SUPPLIED RECORDS >>
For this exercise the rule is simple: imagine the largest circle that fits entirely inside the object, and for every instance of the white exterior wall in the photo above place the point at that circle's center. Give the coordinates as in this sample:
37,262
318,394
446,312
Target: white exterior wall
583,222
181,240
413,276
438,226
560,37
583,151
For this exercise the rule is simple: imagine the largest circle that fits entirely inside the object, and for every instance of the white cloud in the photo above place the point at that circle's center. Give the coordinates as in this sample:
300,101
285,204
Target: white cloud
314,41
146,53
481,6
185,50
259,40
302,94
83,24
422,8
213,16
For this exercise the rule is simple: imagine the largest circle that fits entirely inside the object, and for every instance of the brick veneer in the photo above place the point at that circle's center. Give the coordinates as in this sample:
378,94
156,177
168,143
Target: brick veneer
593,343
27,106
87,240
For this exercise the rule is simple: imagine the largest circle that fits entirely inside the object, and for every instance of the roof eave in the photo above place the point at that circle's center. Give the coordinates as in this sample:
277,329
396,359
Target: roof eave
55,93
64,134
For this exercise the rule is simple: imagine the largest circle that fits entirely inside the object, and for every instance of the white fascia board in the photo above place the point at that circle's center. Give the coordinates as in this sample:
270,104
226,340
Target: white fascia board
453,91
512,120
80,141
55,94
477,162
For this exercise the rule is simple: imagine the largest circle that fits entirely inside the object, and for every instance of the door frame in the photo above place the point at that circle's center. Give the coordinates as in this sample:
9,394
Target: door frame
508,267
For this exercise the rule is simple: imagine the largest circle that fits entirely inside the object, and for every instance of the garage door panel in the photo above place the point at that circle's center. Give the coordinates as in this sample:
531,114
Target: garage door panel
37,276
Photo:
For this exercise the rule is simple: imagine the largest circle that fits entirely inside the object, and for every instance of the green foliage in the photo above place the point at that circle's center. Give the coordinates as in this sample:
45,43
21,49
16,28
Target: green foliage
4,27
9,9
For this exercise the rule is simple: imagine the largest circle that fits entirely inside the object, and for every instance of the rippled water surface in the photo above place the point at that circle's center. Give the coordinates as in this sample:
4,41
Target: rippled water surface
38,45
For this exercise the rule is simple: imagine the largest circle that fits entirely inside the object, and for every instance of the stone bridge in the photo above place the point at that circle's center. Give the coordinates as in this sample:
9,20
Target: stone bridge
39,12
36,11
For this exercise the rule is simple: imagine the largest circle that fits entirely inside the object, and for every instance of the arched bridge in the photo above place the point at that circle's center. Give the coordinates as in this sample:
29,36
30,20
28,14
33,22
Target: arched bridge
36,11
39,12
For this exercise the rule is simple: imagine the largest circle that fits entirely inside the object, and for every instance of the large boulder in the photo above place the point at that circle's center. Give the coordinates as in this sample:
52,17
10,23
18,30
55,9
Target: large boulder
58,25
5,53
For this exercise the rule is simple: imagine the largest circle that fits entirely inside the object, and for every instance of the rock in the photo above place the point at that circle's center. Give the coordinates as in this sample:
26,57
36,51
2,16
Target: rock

REQUIREMENT >> Repeat the entire listing above verbatim, keeping every line in its original order.

EXERCISE SOLUTION >>
For this exercise the rule is simple: imagine the largest circle that fits entirely inside the object, and for every instance of the white exterior wall in the photo above place the point at that circle's center. Give the coordinates as in this sample:
37,262
318,394
446,312
Target: white exterior wall
583,222
181,240
413,276
438,226
560,37
583,151
For this exercise the rule is simple: imagine the largest circle that fits entirely inside the object, and for every instance of the white cloud in the photo above place the point at that circle's center. Give the coordinates as in this sample:
300,101
285,204
Target: white cloud
314,41
146,53
481,6
185,50
259,40
302,94
83,24
422,8
213,16
For this exercise the rule is simple: imagine the largest circle that fits entirely inside the object, and for every instance of the brick veneer in the photo above place the point at that circle's center. Give the coordinates as in this sample:
378,94
156,177
168,143
Target: brick veneer
593,343
27,106
87,240
For this exercise the rule is simple: imagine the largest circle that fits entirely inside the object, and for every instance of the roof eave in the photo above place the point at that circle's center. Give the coordinates as in this sample:
277,329
396,359
Target: roof eave
55,93
64,134
For this exercise the rule is simple: imagine the largest circle that fits entirely inside the object, and for every instance of the white fascia board in the photo above place the point at that circle's center. Give the coordinates as in this sample:
270,104
226,340
Target: white fascia board
453,91
512,120
80,141
55,94
477,162
For this exercise the rule is simple: imagine the largest circle that fits entirely inside the object, and for every instance of the door frame in the photo above place the point at that circle's center. Give the coordinates as in this sample:
9,394
Target: door frame
508,267
For this exercise the rule is simple: imagine the largest circle that fits entirely inside the object, and for every instance of the garage door panel in the photo above place the point at that circle's center. Give the coordinates as in this sample:
531,114
Target: garage door panel
37,276
Photo:
For this exercise the rule is simple: imagine the largest circle that fits entirely inside the object, and for every instance of the green foliage in the photo above place the point at that circle's center. Give the coordinates as in this sample:
45,43
21,49
16,28
Target: green foliage
4,27
9,9
For this exercise the rule is simple: imagine the largest circle that fits entirely inside the object, and for every instance of the rippled water surface in the photo above place the point at that circle's center. Give the coordinates as in this sample:
4,41
Target: rippled water surface
38,45
For this exercise the rule is simple: imagine the largest circle that fits entirely inside the object, and for every instance of the stone bridge in the photo above place the point at that circle's center. Give the coordinates as in this sample:
9,20
Target: stone bridge
39,12
36,11
For this exercise the rule is simple: imagine the largest circle that fits entirely inside the object, and for every instance of the arched bridge in the photo above place the point at that circle's center. Give the coordinates as in this sample:
29,36
30,20
28,14
33,22
Target: arched bridge
36,11
39,12
For this exercise the rule is simple: imagine the largest circle that fits entirely inside the object, and for every instance of the large boulder in the photo above place the point at that circle's center. Give the coordinates as in this sample:
52,17
10,23
18,30
55,9
Target: large boulder
58,25
5,53
For this exercise the rule is simple: imagine the largest circle that fits entirely inside the object, and for every instance of the rock in the photo above place the point at that circle's center. Give the coordinates as in this sample:
26,57
36,51
2,16
Target: rock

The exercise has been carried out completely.